begin

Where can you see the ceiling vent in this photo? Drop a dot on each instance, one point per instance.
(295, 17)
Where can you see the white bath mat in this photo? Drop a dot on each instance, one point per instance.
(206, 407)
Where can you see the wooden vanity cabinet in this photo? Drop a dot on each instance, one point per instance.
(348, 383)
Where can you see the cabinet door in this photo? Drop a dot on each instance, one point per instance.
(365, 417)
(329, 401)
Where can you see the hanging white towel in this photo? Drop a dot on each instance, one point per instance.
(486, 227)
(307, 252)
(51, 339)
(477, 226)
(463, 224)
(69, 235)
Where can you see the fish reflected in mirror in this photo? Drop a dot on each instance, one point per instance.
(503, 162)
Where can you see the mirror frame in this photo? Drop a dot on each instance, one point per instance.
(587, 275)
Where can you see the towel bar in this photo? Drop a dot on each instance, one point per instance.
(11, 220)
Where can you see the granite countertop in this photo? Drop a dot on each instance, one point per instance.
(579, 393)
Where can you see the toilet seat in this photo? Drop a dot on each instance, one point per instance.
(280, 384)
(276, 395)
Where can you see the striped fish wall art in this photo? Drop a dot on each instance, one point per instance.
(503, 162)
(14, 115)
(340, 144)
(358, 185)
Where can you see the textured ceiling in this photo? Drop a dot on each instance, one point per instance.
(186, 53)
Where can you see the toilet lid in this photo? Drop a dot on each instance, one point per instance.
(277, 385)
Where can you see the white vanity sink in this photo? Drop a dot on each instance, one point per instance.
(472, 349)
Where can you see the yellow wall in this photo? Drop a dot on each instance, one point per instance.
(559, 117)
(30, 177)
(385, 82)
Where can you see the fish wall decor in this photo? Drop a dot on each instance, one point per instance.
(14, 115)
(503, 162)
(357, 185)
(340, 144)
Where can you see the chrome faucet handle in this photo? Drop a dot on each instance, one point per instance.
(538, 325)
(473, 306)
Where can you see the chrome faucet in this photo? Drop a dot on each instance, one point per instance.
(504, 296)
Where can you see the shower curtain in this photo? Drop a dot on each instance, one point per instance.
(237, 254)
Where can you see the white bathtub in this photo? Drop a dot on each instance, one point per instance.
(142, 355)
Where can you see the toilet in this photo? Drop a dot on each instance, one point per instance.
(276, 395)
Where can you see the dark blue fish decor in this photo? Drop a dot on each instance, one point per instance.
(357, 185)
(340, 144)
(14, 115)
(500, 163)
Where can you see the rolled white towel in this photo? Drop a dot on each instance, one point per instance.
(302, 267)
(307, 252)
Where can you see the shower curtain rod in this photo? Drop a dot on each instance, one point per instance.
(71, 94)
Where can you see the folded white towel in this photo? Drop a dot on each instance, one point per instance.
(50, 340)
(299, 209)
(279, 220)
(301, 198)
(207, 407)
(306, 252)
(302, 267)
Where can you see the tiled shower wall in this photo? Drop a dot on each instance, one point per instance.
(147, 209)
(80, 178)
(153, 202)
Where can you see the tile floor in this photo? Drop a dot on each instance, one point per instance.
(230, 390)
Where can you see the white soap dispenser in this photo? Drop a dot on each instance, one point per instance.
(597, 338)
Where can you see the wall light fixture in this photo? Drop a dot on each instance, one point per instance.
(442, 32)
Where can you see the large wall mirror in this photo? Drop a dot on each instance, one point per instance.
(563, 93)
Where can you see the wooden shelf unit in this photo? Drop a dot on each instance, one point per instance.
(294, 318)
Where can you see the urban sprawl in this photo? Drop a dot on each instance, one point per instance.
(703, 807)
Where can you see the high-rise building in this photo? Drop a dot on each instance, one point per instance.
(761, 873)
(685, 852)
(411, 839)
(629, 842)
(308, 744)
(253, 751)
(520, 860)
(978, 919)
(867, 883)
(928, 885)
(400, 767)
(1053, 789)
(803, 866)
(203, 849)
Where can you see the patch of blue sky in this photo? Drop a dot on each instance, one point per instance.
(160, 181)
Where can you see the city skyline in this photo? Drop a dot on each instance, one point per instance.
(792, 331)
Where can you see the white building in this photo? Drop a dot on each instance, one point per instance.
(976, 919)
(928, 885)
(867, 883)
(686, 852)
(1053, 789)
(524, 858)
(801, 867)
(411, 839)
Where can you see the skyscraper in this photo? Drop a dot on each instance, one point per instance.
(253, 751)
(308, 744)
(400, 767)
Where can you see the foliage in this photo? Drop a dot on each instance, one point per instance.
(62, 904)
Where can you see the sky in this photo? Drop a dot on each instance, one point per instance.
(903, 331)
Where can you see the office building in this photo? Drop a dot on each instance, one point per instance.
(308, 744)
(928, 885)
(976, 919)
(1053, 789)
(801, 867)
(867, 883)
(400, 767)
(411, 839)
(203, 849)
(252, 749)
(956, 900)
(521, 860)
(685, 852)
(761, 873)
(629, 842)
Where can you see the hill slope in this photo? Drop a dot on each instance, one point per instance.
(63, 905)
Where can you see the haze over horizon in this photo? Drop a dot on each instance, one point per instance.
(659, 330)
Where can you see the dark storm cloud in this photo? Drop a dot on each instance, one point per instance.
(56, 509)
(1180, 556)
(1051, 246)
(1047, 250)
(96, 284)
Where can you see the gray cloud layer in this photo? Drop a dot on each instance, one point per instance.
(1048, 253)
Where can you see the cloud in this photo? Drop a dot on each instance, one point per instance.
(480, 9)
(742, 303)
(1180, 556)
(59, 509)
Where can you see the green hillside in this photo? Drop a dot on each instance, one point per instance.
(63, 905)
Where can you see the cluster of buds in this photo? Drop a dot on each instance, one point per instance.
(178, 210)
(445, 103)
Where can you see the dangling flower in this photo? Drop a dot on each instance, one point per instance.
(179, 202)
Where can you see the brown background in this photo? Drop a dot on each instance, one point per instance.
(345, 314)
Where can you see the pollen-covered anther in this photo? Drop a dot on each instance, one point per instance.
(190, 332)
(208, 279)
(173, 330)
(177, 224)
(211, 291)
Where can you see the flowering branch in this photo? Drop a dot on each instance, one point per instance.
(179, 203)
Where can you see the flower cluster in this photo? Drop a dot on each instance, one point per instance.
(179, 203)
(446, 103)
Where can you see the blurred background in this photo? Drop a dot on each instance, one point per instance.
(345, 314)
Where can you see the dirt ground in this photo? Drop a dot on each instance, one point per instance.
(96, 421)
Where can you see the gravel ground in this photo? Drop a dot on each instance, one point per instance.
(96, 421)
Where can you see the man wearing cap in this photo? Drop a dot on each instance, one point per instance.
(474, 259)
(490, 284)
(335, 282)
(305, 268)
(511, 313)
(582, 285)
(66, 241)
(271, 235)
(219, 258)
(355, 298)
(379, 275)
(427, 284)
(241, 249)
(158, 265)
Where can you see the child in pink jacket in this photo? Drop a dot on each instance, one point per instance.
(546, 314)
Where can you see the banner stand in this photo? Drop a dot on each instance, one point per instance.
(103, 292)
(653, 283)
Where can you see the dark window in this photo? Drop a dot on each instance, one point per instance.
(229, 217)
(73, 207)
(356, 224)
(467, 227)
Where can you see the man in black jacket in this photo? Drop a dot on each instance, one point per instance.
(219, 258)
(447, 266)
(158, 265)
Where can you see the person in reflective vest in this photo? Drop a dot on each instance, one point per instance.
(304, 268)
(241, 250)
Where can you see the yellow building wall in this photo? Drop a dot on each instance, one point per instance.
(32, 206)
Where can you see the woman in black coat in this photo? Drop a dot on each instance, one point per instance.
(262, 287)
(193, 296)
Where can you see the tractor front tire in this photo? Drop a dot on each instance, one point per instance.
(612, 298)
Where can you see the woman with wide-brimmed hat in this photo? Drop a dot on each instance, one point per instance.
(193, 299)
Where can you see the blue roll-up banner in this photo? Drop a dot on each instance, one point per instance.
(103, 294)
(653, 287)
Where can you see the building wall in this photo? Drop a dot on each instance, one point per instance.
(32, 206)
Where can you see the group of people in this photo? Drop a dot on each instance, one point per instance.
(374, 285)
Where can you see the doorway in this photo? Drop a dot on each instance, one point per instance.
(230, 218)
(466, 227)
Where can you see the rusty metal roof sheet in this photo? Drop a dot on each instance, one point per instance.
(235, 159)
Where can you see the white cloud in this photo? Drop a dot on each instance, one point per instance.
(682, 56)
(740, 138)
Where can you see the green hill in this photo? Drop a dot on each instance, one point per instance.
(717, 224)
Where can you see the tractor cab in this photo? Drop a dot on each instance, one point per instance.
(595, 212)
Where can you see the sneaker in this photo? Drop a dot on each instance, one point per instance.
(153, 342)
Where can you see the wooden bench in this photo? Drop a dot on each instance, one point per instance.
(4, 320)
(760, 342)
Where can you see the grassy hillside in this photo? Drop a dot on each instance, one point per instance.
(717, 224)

end

DIRECTIONS FOR THIS TASK
Rewrite the stretch from the line containing "Where can you see the rusty" through the end of the records, changing "wooden bench" to "park bench" and leaving everything else as it is.

TASK ANSWER
Where can you see the rusty metal roof sheet in this photo? Drop a dot on each instance, one point per instance.
(235, 159)
Where can you see the white cloud in this photo? Drop a dot on each instance, one point per instance.
(682, 56)
(740, 138)
Where can you see the green hill in this photo? Drop a dot on each instance, one point per instance.
(717, 224)
Where can you see the tractor cab in this photo? Drop a dot on each instance, one point per instance.
(595, 212)
Where can you see the sneaker in this photo? Drop a dot on each instance, one point per instance.
(153, 342)
Where can you see the park bench in this photo? Drop a dot on each instance, one point per instance.
(4, 320)
(760, 342)
Where can you see the grassy hillside in this photo? Drop a dot on each instance, one point per instance.
(717, 224)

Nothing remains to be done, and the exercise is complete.